Starting at the line that contains "Could you mark every instance of the pull-up", copy each line through the end of the listing below. Include both ends and output nothing more.

┌──

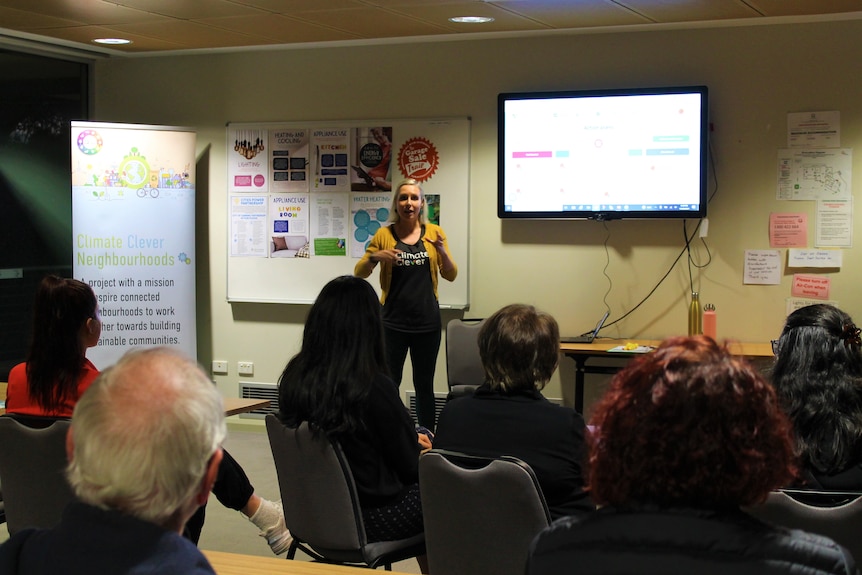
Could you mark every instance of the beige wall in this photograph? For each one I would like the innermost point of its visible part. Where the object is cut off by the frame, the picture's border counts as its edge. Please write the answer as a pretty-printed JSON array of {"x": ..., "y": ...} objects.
[{"x": 756, "y": 75}]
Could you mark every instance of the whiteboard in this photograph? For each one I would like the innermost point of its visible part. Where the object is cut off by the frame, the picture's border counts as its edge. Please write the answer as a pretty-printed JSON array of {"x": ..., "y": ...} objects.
[{"x": 435, "y": 150}]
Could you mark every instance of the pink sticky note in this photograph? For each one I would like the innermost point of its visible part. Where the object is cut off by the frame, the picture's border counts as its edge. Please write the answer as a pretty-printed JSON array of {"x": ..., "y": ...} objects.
[
  {"x": 810, "y": 285},
  {"x": 787, "y": 230}
]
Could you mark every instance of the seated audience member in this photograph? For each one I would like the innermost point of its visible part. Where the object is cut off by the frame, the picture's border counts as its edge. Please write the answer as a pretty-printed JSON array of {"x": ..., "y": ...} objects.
[
  {"x": 508, "y": 415},
  {"x": 144, "y": 450},
  {"x": 683, "y": 438},
  {"x": 338, "y": 383},
  {"x": 818, "y": 378},
  {"x": 66, "y": 323}
]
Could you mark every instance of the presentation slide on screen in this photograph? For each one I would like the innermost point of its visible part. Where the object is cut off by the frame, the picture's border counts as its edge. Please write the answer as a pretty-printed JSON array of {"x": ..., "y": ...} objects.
[{"x": 572, "y": 154}]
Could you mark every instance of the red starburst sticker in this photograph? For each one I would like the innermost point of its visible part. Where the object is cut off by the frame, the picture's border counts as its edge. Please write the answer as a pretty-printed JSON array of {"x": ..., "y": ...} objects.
[{"x": 418, "y": 159}]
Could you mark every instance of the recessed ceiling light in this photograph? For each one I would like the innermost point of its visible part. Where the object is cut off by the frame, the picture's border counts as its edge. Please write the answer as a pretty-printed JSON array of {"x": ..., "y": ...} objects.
[
  {"x": 112, "y": 41},
  {"x": 471, "y": 19}
]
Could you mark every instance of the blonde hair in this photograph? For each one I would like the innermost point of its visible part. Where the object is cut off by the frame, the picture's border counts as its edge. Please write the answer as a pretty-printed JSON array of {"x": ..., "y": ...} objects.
[{"x": 393, "y": 207}]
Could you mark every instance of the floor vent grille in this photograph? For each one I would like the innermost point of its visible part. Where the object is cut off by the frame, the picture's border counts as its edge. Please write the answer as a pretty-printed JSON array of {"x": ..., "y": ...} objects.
[{"x": 250, "y": 390}]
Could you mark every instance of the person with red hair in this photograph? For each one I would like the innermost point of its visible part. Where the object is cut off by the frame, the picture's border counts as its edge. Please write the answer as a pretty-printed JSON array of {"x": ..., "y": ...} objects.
[{"x": 684, "y": 437}]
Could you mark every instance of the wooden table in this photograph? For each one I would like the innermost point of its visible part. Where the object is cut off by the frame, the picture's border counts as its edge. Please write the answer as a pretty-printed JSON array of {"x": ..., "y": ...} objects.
[
  {"x": 582, "y": 352},
  {"x": 237, "y": 564},
  {"x": 232, "y": 405}
]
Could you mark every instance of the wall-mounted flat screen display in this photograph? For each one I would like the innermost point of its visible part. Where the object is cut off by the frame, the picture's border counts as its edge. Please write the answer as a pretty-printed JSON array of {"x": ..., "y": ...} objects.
[{"x": 603, "y": 154}]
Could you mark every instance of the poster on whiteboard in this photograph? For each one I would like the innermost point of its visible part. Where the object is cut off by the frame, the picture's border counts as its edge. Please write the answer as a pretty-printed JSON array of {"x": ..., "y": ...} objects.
[{"x": 133, "y": 227}]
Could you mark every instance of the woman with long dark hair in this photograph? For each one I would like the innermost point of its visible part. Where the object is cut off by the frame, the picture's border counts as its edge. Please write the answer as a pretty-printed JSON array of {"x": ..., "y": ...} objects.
[
  {"x": 339, "y": 384},
  {"x": 57, "y": 372},
  {"x": 818, "y": 377}
]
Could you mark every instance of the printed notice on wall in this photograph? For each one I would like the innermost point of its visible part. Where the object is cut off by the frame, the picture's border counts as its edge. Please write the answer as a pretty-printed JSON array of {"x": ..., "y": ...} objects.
[
  {"x": 248, "y": 225},
  {"x": 814, "y": 174},
  {"x": 788, "y": 230},
  {"x": 369, "y": 212},
  {"x": 762, "y": 267},
  {"x": 834, "y": 223},
  {"x": 289, "y": 160},
  {"x": 814, "y": 130},
  {"x": 797, "y": 258},
  {"x": 329, "y": 224},
  {"x": 247, "y": 167},
  {"x": 792, "y": 304}
]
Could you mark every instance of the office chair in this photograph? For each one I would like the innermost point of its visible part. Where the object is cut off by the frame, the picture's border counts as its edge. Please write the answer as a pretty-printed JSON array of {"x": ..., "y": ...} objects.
[
  {"x": 464, "y": 369},
  {"x": 32, "y": 471},
  {"x": 837, "y": 515},
  {"x": 480, "y": 513},
  {"x": 321, "y": 505}
]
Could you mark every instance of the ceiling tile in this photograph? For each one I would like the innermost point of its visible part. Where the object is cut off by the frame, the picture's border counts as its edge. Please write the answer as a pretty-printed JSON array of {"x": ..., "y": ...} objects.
[
  {"x": 566, "y": 14},
  {"x": 94, "y": 12},
  {"x": 666, "y": 11},
  {"x": 804, "y": 7},
  {"x": 189, "y": 9},
  {"x": 371, "y": 23},
  {"x": 278, "y": 29}
]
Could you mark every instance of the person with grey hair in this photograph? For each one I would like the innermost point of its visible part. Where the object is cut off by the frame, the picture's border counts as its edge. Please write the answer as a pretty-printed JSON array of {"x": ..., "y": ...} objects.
[
  {"x": 144, "y": 450},
  {"x": 412, "y": 253},
  {"x": 508, "y": 415}
]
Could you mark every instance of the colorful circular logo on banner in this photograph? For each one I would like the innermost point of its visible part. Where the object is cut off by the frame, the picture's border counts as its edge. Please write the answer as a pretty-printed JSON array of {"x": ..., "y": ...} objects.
[
  {"x": 134, "y": 170},
  {"x": 418, "y": 159},
  {"x": 90, "y": 142}
]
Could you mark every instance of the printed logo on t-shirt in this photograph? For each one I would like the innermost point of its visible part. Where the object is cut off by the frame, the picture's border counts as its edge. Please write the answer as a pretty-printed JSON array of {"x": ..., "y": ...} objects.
[{"x": 412, "y": 258}]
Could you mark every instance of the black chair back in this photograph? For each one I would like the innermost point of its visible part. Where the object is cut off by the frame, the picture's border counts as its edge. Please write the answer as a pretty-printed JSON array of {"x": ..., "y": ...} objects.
[{"x": 481, "y": 514}]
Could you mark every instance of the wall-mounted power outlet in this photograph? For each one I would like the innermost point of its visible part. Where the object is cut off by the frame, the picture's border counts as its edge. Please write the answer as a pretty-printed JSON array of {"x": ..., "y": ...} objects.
[{"x": 245, "y": 368}]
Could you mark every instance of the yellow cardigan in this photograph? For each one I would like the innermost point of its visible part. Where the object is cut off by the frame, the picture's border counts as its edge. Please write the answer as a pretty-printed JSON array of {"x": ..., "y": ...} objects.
[{"x": 384, "y": 240}]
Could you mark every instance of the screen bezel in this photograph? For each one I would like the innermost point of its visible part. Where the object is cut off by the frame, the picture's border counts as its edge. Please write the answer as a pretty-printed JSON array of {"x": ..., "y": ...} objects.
[{"x": 601, "y": 215}]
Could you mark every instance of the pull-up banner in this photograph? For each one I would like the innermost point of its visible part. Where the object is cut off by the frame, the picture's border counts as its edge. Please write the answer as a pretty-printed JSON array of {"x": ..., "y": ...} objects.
[{"x": 133, "y": 227}]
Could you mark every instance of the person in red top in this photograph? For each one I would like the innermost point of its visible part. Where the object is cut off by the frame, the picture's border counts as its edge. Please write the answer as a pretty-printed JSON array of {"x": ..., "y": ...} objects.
[{"x": 57, "y": 372}]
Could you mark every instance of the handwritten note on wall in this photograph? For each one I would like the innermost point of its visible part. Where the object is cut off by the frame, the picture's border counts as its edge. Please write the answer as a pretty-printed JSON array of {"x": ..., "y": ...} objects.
[
  {"x": 814, "y": 258},
  {"x": 762, "y": 267},
  {"x": 809, "y": 285}
]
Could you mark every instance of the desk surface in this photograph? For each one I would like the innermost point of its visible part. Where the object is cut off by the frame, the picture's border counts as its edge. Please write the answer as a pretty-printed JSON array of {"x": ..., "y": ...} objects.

└──

» **ANSWER SPACE**:
Could you mark every instance of the pull-up banner in this photograph? For each one I would like the innermost point of its visible part. Where the object is cut off by the frame, the picture's border counts as its edge. Please write the answer as a pretty-printed JSON array of {"x": ..., "y": ...} objects.
[{"x": 133, "y": 227}]
Could you mark every instance of the person in red top in this photograph? For each one I would like the innermost point of its visible part. Where the object is cut off by the frame, the picture's border counts as its edge. Please write the answer as a pretty-printed JSON array of {"x": ..., "y": ...} objects.
[{"x": 57, "y": 372}]
Could you mark every instance of the handwritten note on wall in this photograph? For each one I would like the innermost point of its visible part. Where the object is cut off by the frame, the picture's border counts as its edge. Please write the answer as a pretty-printed JSON array of {"x": ..., "y": ...} objects.
[
  {"x": 814, "y": 258},
  {"x": 762, "y": 267},
  {"x": 809, "y": 285}
]
Could you mark every instance of the desk surface in this photograph? For each one I would like the innermost point of its visible part. Where the object is cut off by the frame, the picture's border counts as its edge. Please write the answer as a pretty-printed JSON array of {"x": ..., "y": ...} objects.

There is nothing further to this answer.